## Short problem
Swap "wooden" for "glass" in the items starting at the line containing "For every instance of the wooden conference" and ending at the line containing "x=451, y=394", leaving everything else unchanged. Return only those lines.

## Available records
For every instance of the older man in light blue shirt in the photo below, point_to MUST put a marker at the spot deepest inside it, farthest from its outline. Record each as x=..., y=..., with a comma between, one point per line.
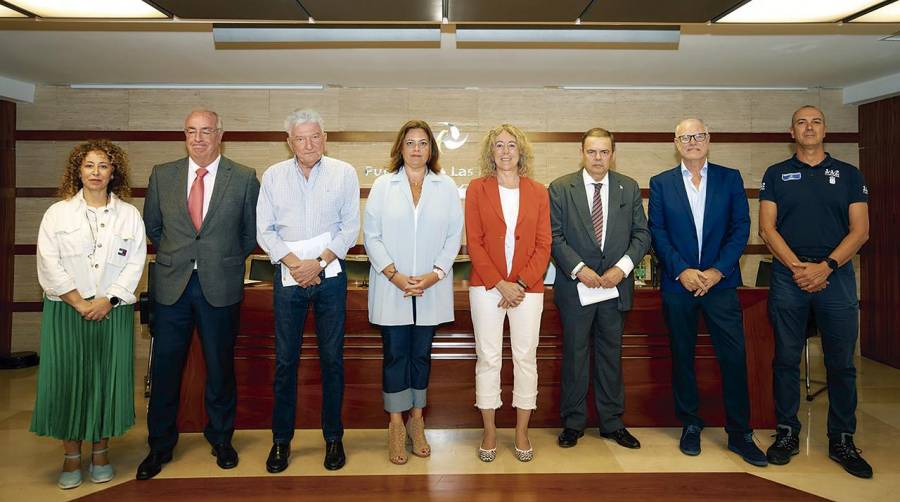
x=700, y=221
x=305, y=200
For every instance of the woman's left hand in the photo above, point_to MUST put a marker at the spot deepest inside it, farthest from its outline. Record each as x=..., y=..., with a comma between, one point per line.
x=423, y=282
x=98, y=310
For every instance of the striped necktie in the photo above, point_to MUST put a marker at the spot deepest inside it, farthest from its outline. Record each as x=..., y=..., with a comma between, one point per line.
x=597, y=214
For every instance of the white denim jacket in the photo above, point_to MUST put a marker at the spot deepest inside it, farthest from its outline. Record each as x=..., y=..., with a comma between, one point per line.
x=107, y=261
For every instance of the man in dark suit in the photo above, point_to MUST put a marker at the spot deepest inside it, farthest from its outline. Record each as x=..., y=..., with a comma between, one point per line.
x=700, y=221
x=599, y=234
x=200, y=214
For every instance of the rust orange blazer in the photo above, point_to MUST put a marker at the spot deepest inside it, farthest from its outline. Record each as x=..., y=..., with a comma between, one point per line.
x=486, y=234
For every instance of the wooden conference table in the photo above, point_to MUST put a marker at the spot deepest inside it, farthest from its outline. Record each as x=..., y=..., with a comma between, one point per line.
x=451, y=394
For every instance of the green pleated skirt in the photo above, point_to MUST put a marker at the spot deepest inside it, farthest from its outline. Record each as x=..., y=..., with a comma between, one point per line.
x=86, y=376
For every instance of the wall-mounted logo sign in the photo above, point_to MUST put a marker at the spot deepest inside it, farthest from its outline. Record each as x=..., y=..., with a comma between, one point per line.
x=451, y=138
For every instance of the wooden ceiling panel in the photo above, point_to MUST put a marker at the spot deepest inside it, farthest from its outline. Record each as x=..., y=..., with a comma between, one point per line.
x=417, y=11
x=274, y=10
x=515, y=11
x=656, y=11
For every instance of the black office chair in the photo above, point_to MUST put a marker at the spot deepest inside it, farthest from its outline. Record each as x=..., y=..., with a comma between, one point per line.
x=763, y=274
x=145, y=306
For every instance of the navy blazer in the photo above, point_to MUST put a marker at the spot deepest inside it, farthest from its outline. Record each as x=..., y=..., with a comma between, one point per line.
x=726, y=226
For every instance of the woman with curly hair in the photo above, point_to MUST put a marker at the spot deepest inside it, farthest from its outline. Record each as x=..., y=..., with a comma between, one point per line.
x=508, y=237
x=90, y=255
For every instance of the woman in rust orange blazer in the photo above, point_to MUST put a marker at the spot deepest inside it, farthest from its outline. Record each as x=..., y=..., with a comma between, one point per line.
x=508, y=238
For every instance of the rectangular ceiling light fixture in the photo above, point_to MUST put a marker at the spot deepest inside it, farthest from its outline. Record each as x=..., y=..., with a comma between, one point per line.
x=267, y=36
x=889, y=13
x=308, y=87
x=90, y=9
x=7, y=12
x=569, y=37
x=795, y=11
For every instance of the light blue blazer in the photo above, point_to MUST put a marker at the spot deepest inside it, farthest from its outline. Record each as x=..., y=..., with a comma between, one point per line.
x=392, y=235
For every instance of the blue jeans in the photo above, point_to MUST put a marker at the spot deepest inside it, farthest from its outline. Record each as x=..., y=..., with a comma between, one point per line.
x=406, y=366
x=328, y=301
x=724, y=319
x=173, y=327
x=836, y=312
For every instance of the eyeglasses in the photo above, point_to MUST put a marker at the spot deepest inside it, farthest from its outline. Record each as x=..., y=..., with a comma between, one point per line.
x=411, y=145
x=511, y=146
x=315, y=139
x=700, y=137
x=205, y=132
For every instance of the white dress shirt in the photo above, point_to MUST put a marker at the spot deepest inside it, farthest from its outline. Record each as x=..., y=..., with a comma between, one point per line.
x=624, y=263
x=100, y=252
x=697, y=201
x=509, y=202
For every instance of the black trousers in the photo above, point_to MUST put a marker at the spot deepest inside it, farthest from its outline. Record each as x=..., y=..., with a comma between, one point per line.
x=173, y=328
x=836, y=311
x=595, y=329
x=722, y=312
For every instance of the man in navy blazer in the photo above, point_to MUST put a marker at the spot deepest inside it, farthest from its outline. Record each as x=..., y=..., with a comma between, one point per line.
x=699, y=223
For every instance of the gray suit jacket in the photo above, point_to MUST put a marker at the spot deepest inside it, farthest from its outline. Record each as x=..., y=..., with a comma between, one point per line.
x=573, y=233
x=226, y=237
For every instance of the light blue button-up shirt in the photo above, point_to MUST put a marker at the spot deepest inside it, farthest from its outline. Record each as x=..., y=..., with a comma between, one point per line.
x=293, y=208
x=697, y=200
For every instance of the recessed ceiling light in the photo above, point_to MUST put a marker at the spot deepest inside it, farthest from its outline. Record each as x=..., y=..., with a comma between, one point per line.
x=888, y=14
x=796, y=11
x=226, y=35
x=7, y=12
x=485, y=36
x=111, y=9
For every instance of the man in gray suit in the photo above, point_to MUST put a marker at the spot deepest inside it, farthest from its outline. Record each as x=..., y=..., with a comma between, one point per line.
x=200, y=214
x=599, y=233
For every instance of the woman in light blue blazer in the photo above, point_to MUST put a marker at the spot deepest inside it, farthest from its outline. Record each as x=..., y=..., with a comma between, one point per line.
--
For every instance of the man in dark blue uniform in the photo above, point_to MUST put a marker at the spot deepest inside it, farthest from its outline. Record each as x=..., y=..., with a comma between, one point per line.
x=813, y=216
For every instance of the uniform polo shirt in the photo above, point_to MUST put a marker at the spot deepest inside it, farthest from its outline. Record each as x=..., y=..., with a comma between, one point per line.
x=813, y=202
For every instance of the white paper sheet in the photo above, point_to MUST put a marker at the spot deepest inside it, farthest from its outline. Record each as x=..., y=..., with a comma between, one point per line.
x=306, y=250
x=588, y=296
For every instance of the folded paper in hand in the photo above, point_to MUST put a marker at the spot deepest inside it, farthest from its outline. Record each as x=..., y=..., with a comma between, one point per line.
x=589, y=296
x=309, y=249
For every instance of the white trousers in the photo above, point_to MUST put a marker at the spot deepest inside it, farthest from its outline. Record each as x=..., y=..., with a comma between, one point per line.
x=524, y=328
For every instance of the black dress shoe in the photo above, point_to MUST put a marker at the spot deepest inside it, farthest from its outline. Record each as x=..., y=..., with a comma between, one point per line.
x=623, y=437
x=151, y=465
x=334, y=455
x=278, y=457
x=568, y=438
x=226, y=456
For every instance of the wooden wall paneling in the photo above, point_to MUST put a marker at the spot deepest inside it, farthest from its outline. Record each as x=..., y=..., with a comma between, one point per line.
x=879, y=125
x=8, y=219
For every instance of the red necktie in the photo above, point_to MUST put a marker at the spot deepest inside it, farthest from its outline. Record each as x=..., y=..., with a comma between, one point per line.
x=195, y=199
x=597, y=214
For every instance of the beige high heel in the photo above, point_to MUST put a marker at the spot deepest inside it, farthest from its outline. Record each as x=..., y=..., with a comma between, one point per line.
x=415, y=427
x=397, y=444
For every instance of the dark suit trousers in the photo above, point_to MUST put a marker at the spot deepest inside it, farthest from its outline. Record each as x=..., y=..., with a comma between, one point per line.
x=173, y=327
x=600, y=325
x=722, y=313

## Solution to the problem
For every instance of the glass conference table in the photo above, point_to MUST put a marker at the spot deepest inside it, farthest from its outline. Record each as x=..., y=..., with a comma between, one point per line.
x=451, y=394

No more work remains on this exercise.